» **Data for this exercise**
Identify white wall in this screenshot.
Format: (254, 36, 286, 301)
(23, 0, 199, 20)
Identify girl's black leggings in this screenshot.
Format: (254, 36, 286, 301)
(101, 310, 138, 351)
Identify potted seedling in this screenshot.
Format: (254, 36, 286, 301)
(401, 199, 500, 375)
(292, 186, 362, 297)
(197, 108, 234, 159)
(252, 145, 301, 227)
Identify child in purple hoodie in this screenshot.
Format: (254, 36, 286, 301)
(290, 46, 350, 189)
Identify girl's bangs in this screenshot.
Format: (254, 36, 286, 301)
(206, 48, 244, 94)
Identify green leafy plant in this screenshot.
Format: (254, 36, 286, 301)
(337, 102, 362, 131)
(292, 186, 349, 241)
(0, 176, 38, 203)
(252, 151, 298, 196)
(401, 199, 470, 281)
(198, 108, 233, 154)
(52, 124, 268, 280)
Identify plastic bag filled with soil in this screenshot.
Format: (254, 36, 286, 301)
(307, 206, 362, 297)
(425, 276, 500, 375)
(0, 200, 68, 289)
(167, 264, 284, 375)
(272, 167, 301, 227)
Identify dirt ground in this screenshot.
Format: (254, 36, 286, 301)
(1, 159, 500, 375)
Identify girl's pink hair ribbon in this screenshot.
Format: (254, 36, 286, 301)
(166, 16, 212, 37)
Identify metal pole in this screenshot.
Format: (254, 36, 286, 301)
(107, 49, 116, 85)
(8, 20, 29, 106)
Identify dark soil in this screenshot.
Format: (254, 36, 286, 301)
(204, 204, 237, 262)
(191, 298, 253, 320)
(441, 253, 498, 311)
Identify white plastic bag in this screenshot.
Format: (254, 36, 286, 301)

» **What needs to be done**
In the entries above, find each line with "Identify" and copy it.

» **Response area**
Identify white wall in this screenshot.
Identify girl's black leggings in this screenshot.
Identify potted seedling in this screenshot.
Identify child in purple hoodie in this screenshot.
Identify girl's bangs in this screenshot.
Identify green leafy plant in this screenshot.
Identify plastic bag filled with soil in this screenshot.
Identify dirt ground in this screenshot.
Identify girl's pink hair ribbon in this screenshot.
Identify metal pole in this screenshot.
Identify dark soil in this screenshot.
Identify white plastic bag in this screenshot.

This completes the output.